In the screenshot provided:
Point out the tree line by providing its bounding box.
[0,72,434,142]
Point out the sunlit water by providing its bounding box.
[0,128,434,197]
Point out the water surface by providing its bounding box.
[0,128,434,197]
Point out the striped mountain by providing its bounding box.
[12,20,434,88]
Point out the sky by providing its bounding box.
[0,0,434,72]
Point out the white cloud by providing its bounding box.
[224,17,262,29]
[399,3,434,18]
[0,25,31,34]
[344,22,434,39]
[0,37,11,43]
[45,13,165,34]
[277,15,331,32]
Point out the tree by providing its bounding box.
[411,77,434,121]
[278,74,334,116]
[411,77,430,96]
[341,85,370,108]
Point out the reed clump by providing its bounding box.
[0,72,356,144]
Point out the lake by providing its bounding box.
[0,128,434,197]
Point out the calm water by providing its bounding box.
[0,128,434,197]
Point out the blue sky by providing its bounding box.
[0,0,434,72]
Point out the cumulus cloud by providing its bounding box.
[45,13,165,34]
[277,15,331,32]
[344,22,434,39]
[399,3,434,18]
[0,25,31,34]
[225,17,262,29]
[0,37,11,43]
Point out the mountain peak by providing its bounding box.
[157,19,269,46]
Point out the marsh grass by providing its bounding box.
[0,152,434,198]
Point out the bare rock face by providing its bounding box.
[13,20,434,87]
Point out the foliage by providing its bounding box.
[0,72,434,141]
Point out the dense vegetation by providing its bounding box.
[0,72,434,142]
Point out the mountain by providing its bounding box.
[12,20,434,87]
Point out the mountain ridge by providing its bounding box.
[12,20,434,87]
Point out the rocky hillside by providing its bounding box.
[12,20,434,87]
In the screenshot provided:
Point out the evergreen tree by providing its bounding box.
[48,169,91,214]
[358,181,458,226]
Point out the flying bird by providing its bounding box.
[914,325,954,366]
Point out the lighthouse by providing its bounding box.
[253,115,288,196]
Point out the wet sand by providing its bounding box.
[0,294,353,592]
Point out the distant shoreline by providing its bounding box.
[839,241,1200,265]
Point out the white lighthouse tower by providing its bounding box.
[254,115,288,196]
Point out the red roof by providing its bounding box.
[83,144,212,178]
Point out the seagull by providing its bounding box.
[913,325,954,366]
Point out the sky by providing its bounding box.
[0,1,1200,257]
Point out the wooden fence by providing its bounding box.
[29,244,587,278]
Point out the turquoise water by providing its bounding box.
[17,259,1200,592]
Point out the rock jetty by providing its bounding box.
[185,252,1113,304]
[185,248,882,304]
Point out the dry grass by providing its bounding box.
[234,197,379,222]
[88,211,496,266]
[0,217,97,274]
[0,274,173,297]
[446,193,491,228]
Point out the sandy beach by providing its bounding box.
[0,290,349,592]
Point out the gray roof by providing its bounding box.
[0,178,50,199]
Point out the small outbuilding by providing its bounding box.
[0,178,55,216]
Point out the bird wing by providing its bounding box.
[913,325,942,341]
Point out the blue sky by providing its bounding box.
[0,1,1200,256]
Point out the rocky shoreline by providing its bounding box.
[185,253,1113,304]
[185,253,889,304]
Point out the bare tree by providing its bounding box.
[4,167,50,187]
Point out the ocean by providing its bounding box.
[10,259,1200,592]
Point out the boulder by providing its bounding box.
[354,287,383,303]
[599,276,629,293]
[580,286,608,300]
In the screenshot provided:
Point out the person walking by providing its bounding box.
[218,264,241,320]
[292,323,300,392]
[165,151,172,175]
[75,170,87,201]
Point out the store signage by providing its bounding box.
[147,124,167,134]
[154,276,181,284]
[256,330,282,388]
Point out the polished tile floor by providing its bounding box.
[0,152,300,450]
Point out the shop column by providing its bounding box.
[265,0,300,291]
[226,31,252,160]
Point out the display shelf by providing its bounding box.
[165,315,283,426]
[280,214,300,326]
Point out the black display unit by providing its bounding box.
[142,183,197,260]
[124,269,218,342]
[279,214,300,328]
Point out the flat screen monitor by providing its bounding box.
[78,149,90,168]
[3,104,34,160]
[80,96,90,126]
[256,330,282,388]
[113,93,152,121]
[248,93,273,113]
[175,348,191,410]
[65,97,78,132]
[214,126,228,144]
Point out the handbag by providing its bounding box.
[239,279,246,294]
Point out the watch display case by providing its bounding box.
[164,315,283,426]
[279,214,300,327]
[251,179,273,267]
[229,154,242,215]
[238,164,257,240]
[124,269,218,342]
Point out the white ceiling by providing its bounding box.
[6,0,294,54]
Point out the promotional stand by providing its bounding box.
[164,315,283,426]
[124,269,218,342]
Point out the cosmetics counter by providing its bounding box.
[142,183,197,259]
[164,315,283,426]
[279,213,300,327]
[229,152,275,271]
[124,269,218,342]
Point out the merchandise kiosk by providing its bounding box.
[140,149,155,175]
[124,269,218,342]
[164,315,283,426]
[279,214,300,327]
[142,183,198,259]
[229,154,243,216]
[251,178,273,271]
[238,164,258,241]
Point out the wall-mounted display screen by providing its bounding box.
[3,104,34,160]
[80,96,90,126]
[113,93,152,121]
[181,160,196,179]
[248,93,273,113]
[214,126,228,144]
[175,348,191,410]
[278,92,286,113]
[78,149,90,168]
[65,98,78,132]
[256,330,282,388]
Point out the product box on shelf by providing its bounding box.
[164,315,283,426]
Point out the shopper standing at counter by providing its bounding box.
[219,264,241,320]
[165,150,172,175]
####################
=== EXERCISE ===
Rewrite the whole listing above, changing each "bounding box" to "enclosing rectangle" and leaving everything else as it is.

=== RESULT ===
In the screenshot provided:
Point out the tree line by providing its enclosing rectangle.
[0,72,434,142]
Point out the sunlit water by providing its enclosing rectangle.
[0,128,434,197]
Point out the water surface by providing its enclosing rectangle.
[0,128,434,197]
Point out the striped mountain by providing its enclosing rectangle.
[12,20,434,88]
Point out the sky by providing its enclosing rectangle.
[0,0,434,72]
Point out the white cloud by providing its enclosing rectangle.
[224,17,262,29]
[399,3,434,18]
[0,25,31,34]
[344,22,434,39]
[0,37,11,43]
[45,13,165,34]
[277,15,331,32]
Point out the tree by providing its enclosing rectangle.
[411,77,434,121]
[278,74,334,116]
[411,77,430,96]
[341,85,370,108]
Point out the reed clump by providing its enclosing rectangle.
[0,72,356,144]
Point out the lake by providing its enclosing rectangle.
[0,128,434,197]
Point out the calm water by providing its enclosing rectangle.
[0,128,434,197]
Point out the blue sky by providing its enclosing rectangle.
[0,0,434,72]
Point out the cumulus cloud by providing its enclosing rectangle.
[45,13,165,34]
[277,15,331,32]
[344,22,434,39]
[399,3,434,18]
[0,25,31,34]
[225,17,262,29]
[0,37,11,43]
Point out the mountain peak by providing its enclosing rectangle.
[157,19,269,46]
Point out the marsh grass by providing its enclosing rectangle.
[0,152,434,198]
Point out the bare rock face by providing its enclosing rectangle.
[13,20,434,87]
Point out the foliage by providing its enclosing rectangle.
[0,72,434,141]
Point out the dense vegetation by providing its enclosing rectangle.
[0,72,434,142]
Point out the mountain by providing its enclosing rectangle.
[12,20,434,87]
Point out the mountain ridge by providing its enclosing rectangle.
[12,20,434,87]
Point out the rocky hillside by providing its enclosing rectangle.
[12,20,434,87]
In the screenshot provided:
Point out the evergreen tree by providing its enclosing rectangle.
[48,169,91,214]
[358,181,458,226]
Point out the flying bird by providing its enclosing rectangle.
[914,325,954,366]
Point out the lighthouse by providing its enclosing rectangle.
[253,115,288,196]
Point out the wet sand by providing its enclosing rectangle.
[0,294,353,592]
Point out the distant shoreline by providing its enclosing rectangle.
[839,241,1200,265]
Point out the white lighthouse tower by providing its enclosing rectangle.
[254,115,288,196]
Point out the red roof by providing its enclosing rectangle.
[83,144,212,178]
Point out the seagull by providing its enclosing rectangle.
[913,325,954,366]
Point out the sky by providing its enclosing rectangle.
[0,1,1200,257]
Point out the wooden fence by providing its enclosing rectangle.
[29,244,587,278]
Point out the turquoise water by providing its enclosing rectangle.
[17,259,1200,592]
Point out the rock jetty by providing its enclosing rectangle.
[185,252,1113,304]
[185,248,882,304]
Point out the dry grass by providing its enclosing rectangle.
[234,197,379,222]
[88,211,496,266]
[0,217,97,274]
[0,274,173,297]
[446,193,491,228]
Point out the sandy beach by providing its enclosing rectangle.
[0,290,349,592]
Point out the gray roof by providing its enclosing rectangle.
[0,178,50,199]
Point out the small outbuilding by providing its enclosing rectangle.
[0,178,55,216]
Point out the bird wing by providing its enclosing rectangle.
[913,325,942,341]
Point out the blue sky by providing its enclosing rectangle.
[0,1,1200,256]
Point out the rocky shoreline by providing its enclosing rectangle.
[185,253,1113,304]
[185,253,889,304]
Point out the bare tree by providing its enclosing rectangle.
[4,167,50,187]
Point out the ocean by providing its enclosing rectangle.
[10,259,1200,592]
Point out the boulder by providing its enclosing rectangle.
[354,287,383,303]
[599,276,629,293]
[580,286,608,300]
In the screenshot provided:
Point out the person walking by providing its enclosing rectangle.
[218,264,241,320]
[292,323,300,392]
[165,151,172,175]
[75,170,87,201]
Point out the store signage by providing its enclosing rectangle.
[147,124,167,134]
[154,276,181,284]
[256,330,282,388]
Point out the polished tile floor by providing its enclosing rectangle.
[0,152,300,450]
Point out the shop column by providing its enclosing rectangle.
[265,0,300,291]
[226,31,252,160]
Point out the display shelf by providing its enclosing rectangle.
[165,315,283,426]
[280,214,300,326]
Point out the black display unit by providing its enclosing rectangle.
[142,183,197,260]
[124,269,218,342]
[279,214,300,328]
Point out the flat screen monitor by providing its enclosing rectangle.
[78,149,90,168]
[3,104,34,160]
[80,96,90,126]
[256,330,282,388]
[113,93,152,121]
[248,93,273,113]
[175,348,191,410]
[65,97,78,132]
[214,126,228,144]
Point out the handbag by providing its enclosing rectangle.
[239,279,246,294]
Point out the watch display case by providing its enclosing rectangle.
[164,315,283,426]
[279,214,300,327]
[251,179,273,267]
[229,154,242,215]
[238,164,257,240]
[124,269,218,342]
Point out the white ceiling by providing its enclosing rectangle.
[6,0,294,54]
Point out the promotional stand by providing its enclosing rectangle.
[164,315,283,426]
[124,269,218,342]
Point out the cosmetics counter by providing its enclosing rectangle.
[142,183,197,259]
[164,315,283,426]
[279,213,300,327]
[229,152,275,271]
[124,269,218,342]
Point out the merchandise kiosk by providing its enclosing rectangle.
[140,149,155,175]
[124,269,218,342]
[164,315,283,426]
[279,214,300,327]
[142,183,198,259]
[229,154,243,216]
[251,178,273,271]
[238,164,258,241]
Point out the wall-mounted display screen by providing its enclosing rectangle.
[3,104,34,160]
[80,96,90,126]
[113,93,152,121]
[181,160,196,179]
[248,93,273,113]
[214,126,228,144]
[175,348,191,410]
[278,92,286,113]
[78,149,90,168]
[65,98,78,132]
[256,330,282,388]
Point out the product box on shelf by providing its enclosing rectangle.
[164,315,283,426]
Point out the shopper standing at counter by providing its enclosing rectangle.
[219,264,241,320]
[165,150,172,175]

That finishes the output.